### Linhas a processar
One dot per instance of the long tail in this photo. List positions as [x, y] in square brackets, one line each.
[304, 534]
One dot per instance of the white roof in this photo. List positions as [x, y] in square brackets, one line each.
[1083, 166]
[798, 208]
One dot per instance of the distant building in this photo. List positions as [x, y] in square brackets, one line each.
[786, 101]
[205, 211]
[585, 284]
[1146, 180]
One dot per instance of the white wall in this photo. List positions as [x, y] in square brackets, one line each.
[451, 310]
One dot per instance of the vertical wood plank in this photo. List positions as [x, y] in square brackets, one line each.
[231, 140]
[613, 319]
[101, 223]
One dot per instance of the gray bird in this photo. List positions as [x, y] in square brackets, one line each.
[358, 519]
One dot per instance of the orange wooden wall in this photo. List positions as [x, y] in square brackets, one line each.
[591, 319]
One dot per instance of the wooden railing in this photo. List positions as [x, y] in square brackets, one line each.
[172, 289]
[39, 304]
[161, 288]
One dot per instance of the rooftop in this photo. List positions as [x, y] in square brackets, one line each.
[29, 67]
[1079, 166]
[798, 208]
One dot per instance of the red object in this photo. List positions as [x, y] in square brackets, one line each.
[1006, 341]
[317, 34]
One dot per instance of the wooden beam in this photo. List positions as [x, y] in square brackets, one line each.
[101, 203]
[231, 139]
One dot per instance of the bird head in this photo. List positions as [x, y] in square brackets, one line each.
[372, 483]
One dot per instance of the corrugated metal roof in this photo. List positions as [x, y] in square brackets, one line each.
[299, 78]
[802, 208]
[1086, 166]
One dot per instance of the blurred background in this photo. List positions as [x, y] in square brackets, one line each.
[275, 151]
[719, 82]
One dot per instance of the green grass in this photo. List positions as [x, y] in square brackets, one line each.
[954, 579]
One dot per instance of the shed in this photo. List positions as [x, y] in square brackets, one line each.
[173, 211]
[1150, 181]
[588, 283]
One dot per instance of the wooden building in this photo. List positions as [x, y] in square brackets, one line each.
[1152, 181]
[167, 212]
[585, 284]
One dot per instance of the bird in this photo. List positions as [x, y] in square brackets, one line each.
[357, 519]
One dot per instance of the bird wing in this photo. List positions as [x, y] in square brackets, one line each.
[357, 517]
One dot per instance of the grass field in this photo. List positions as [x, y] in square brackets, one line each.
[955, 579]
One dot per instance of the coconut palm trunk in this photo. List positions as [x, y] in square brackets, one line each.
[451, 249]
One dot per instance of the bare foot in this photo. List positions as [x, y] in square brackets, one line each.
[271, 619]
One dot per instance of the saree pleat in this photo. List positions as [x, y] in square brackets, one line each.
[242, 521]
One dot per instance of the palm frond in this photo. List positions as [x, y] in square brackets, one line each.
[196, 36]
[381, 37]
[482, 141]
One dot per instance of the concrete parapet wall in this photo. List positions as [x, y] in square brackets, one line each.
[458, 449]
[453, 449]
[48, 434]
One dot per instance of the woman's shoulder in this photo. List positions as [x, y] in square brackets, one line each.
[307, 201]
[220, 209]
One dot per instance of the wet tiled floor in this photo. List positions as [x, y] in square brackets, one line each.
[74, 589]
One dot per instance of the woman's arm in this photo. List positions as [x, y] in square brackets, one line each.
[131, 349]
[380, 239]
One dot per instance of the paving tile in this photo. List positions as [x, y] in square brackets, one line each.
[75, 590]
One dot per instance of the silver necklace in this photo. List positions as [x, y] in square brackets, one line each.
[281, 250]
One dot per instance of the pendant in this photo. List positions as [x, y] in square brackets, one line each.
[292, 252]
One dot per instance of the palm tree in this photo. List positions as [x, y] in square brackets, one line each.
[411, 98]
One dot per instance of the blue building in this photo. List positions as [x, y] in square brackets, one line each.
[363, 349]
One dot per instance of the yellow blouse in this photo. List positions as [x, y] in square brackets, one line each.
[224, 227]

### Descrição do exercício
Copie sem nenhuma alteração o trecho que começa na linha que contém "One dot per instance of the white roof" e termina na linha que contém "[1146, 180]", incluindo essas duas linhas.

### Resolução do exercício
One dot per instance of the white roof in this photo. List positions as [x, y] in square brackets, one line each.
[1083, 166]
[798, 208]
One dot per instance of the distant building in this photo. List positions as [x, y] in square brackets, one line each.
[786, 101]
[205, 211]
[585, 284]
[1146, 180]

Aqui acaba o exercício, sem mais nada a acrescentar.